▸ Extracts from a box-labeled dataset
******************************

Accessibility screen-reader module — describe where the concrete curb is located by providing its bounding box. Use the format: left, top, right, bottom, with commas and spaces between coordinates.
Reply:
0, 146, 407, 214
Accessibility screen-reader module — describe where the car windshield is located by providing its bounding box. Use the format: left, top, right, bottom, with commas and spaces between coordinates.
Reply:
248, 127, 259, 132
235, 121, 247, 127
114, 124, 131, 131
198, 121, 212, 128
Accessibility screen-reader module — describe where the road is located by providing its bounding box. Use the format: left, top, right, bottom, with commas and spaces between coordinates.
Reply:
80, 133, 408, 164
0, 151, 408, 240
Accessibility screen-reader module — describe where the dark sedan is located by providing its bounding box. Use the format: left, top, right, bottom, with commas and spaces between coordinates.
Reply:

******************************

▸ Stated exercise
Render each line of the listing above as a Markdown table with two columns, Row and Line, numbering the rows in order and omitting any blank lines.

▸ Answer to this task
| Row | Line |
|---|---|
| 1 | Accessibility screen-reader module — describe where the concrete curb is located by providing its bounding box. Use the format: left, top, right, bottom, with commas and spaces between coordinates. |
| 2 | Reply: |
| 3 | 0, 146, 407, 214 |
| 4 | Accessibility screen-reader module — describe where the car windshield is located by providing its bounding box. Use the format: left, top, right, bottom, with commas and spaces between coordinates. |
| 5 | Reply: |
| 6 | 248, 127, 259, 132 |
| 7 | 235, 121, 247, 127 |
| 8 | 114, 124, 131, 131 |
| 9 | 198, 121, 212, 128 |
| 10 | Accessibility screen-reader module — describe where the road is located by providing its bounding box. Use the format: left, top, right, bottom, with commas and spaces between coordinates. |
| 11 | Reply: |
| 12 | 80, 133, 408, 164 |
| 13 | 0, 151, 408, 240 |
| 14 | Accessibility screen-reader module — describe where the dark sedan is located by providing its bounding box. Use the format: left, top, right, bottom, with commas and spaces between coordinates. |
| 15 | Reply: |